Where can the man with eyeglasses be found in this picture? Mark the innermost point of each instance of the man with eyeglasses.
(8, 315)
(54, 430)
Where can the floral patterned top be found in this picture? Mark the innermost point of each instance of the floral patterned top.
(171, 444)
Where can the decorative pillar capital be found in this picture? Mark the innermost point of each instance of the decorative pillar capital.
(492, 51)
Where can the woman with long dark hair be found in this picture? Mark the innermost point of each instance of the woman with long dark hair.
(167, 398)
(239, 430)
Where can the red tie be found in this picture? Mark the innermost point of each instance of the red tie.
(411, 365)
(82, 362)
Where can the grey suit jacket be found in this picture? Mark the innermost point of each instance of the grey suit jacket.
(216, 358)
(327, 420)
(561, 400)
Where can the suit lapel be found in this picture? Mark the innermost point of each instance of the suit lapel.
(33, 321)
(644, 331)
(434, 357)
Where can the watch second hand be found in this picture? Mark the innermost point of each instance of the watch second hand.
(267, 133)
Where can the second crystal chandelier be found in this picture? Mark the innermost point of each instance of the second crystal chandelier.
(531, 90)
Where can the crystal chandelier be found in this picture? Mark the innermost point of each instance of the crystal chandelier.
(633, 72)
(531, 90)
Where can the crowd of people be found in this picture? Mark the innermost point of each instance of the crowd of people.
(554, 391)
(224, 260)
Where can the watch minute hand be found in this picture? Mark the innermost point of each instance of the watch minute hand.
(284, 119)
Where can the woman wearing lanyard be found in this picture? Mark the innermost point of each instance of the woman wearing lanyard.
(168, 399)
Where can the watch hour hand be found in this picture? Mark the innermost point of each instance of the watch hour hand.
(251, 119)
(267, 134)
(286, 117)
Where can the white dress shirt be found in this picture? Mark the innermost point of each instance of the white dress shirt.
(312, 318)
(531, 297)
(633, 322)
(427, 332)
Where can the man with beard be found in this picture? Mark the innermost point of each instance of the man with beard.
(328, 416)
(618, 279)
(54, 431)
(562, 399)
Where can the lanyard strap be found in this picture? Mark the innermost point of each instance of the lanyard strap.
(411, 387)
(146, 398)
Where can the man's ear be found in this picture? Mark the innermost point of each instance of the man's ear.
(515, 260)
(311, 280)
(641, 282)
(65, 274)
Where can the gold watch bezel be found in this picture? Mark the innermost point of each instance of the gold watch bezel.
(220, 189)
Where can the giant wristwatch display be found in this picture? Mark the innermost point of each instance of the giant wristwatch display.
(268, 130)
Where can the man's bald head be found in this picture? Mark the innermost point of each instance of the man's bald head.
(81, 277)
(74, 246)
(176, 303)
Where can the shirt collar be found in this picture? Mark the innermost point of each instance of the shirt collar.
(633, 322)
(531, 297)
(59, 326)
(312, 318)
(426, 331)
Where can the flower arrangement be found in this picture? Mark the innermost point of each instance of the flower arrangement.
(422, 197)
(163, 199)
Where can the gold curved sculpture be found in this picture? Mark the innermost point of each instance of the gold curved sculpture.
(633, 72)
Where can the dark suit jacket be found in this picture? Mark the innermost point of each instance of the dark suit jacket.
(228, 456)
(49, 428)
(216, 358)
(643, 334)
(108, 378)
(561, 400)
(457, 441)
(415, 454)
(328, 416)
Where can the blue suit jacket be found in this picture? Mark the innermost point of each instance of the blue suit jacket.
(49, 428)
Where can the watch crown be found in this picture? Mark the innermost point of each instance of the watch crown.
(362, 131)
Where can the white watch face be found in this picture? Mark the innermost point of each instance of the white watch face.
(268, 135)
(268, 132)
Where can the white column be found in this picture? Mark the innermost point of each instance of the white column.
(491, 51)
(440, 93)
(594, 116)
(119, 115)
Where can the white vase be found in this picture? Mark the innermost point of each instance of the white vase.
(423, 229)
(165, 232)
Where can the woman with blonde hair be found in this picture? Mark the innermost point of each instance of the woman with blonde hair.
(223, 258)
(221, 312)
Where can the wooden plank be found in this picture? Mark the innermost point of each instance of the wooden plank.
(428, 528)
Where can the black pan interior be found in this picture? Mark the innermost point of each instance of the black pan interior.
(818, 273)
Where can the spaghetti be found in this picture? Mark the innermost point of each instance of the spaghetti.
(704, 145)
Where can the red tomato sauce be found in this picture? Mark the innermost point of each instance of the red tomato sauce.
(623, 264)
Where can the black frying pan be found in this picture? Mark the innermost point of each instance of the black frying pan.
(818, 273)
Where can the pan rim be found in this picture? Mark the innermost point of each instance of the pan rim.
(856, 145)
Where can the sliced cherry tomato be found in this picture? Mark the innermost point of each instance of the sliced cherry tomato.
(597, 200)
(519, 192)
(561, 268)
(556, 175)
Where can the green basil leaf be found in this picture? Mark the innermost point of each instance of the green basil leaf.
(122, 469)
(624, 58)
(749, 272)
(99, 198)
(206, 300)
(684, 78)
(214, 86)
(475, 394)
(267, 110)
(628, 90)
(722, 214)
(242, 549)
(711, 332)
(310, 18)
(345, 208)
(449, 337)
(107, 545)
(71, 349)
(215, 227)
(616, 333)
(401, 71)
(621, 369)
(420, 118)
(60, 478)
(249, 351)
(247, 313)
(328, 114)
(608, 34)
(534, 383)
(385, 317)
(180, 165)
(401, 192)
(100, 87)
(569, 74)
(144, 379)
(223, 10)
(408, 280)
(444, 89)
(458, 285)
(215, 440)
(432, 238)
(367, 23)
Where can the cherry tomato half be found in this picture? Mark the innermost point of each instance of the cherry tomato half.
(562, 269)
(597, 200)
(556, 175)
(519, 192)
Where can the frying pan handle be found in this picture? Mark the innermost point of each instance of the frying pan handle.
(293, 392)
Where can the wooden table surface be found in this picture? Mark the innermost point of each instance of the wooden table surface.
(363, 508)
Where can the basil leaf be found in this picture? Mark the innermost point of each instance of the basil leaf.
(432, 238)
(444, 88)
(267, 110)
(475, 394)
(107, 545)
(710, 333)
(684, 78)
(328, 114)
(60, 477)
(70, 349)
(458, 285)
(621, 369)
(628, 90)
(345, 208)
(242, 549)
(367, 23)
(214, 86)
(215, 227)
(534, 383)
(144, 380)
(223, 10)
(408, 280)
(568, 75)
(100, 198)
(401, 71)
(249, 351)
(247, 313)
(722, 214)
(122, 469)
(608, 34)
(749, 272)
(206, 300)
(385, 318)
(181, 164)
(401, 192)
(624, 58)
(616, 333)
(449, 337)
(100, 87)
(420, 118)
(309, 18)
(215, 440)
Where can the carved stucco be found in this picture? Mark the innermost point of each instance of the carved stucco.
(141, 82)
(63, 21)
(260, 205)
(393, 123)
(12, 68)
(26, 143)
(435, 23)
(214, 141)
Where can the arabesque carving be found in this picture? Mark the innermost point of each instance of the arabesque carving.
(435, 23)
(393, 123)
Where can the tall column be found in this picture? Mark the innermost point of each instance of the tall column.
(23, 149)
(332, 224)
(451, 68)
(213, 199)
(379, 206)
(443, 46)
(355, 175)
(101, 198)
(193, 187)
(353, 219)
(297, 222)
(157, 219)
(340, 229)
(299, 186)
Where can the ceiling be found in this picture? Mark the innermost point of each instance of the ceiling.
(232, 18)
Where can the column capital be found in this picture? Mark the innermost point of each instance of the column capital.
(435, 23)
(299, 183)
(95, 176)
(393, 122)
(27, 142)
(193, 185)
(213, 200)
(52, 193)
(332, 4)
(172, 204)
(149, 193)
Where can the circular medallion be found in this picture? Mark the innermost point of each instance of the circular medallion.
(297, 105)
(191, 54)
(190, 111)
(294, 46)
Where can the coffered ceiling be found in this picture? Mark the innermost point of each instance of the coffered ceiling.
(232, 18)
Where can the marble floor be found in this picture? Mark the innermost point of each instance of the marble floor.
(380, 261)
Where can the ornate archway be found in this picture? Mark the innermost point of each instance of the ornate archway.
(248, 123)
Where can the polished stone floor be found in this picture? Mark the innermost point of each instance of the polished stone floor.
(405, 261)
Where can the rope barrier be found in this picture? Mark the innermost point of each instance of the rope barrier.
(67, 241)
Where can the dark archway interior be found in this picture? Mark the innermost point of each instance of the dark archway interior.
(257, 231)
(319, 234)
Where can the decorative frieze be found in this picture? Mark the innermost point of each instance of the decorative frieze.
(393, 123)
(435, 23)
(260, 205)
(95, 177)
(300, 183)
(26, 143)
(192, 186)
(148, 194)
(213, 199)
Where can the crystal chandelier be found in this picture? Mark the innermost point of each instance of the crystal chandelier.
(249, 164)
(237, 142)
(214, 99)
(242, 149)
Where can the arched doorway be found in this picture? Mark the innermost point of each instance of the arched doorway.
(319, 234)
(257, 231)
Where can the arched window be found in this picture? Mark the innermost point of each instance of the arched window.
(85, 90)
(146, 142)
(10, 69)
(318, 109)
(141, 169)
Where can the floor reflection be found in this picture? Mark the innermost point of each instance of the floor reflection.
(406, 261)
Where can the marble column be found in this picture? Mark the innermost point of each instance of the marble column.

========================

# What the exercise asks
Starting at the line that contains "Where can the dark archway", retype each line through the end of the listing above and nothing else.

# Final result
Where can the dark archway interior be found in this picture? Mark the innermost point of each instance of the dark archway interior.
(257, 231)
(319, 234)
Where can the decorative frieze be found in this picture? Mark the innermost point of each instance of the decorative frieze.
(393, 123)
(435, 23)
(260, 205)
(95, 177)
(300, 183)
(26, 143)
(192, 186)
(148, 194)
(213, 199)
Where can the crystal chandelier be found in this picture? Mark the innermost point of each instance of the crystal chandelier.
(249, 164)
(237, 142)
(214, 99)
(242, 149)
Where can the arched doorway be found in this picture? Mark the innermost point of each instance of the arched doorway.
(319, 234)
(257, 231)
Where can the arched window be found in this picture? Mark the innermost point of each instance of the arched window.
(85, 90)
(146, 142)
(10, 69)
(318, 109)
(141, 169)
Where can the floor reflection be found in this picture? Mark the innermost point of each instance of the floor reflection.
(406, 261)
Where can the marble column be found in this picture? Mark the innermost point of each instance of the marble column.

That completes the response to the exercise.